Source excerpt:
§
Skip to main content

Firewall (2006)

Firewall. Feature film. (2006, 105 mins) IMDB

...It's hard to find a good thriller these days, so much has been done....

F

irewall is a thriller wherein robbers use computers to rob a bank of $100 million. Physically it's the only way to rob a bank of that amount of money. Remember GOLDFINGER?

Firewall is also a computer term used in computer security. It's a commonplace word yet not fully understood and never explained or used in the movie. Odd given that's the name of the film.

Harrison Ford plays the VP of Security at a bank based in Seattle. They didn't do a very good job of setting the location. At the beginning I thought we were in NYC. Later it's obvious it's the west coast and more specifically British Columbia. Constant rain plays a large roll in this movie.

That reminds me of an early scene in the movie. It's pizza night. Our hero calls his wife to say he'll be home a bit late. He calls around five in the evening yet it's pitch black outside. If it's that dark out then it's winter and there is no sign it's winter. Just something that struck me as I watched.

Firewall is also a term used in fighting forest fires which is relevant when living in BC. Lots of forest fires. A firewall creates a patch of land devoid of burnable material. It's set deliberately to stop the advance of a fire. Sometime it works and sometimes it doesn't. I have no idea why I just wrote that but there it is.

The film is classically structured. Set-up. Inciting incident. Act I ends. Act II. Act III with climax and resolution.

In the setup we learn our hero is a whiz when it comes to computers. How? People come to him for answers and in seconds, with a few keystrokes, the problem is solved. You have to love movies where anything is possible. We also learn that his job is risk management. It's to stop hackers and others from trying to gain access to the banks computers.

He's also the dutiful father with kids he loves and a wife he loves and blah-blah-blah. Quite a typical setup, yet it's important because his wife and two children are held hostage.

It's always a challenge to write these set-ups because nothing is happening. The filmmakers want the audience to see a caring, loving husband and his beautiful family. Someone worthy of respect and caring otherwise the rest of the movie is meaningless. So, we get an overdose of sugar and it's not interesting. The solution? Have it in the morning when everybody is rushed to get somewhere. That is, it's chaotic. Second. The teenaged daughter is insolent to everyone around her and the younger brother is rambunctious. That's fine, there's a level of conflict, but we've seen it so many times as to be boring. Literally boring and predictable.

The solution is a different story based on the same premise, but more on that later.
§
Dataset content:
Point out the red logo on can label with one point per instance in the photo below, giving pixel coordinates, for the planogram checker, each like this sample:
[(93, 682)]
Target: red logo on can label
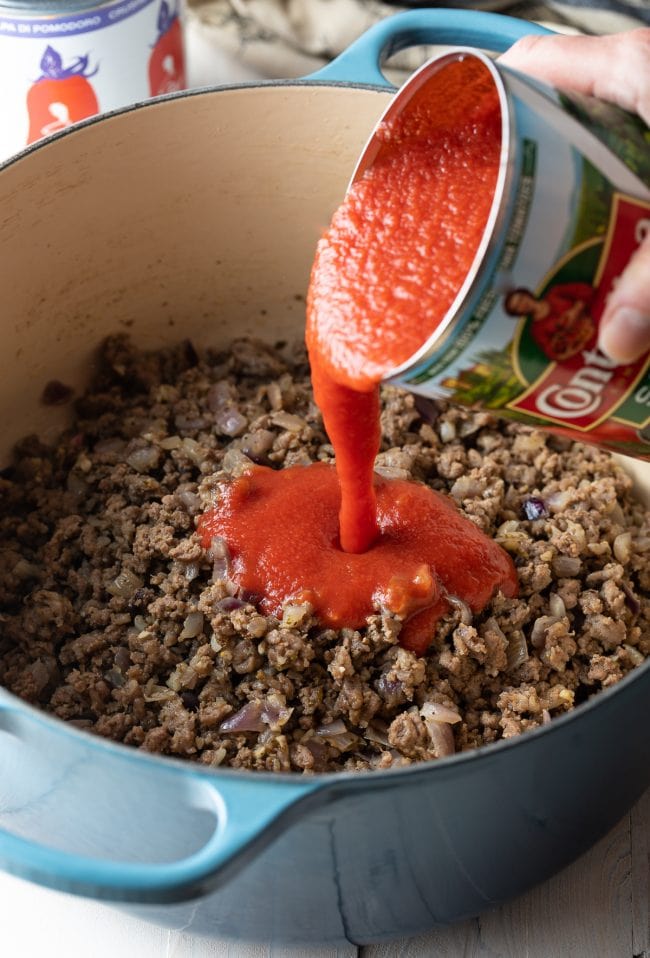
§
Things to do:
1. In the Firewall review, how would you put the sentence "A firewall creates a patch of land devoid of burnable material." into Spanish?
2. According to the Firewall review, what job does Harrison Ford's character have at the bank?

Expected responses:
1. Un cortafuegos crea una franja de terreno desprovista de material combustible.

2. He is the VP of Security.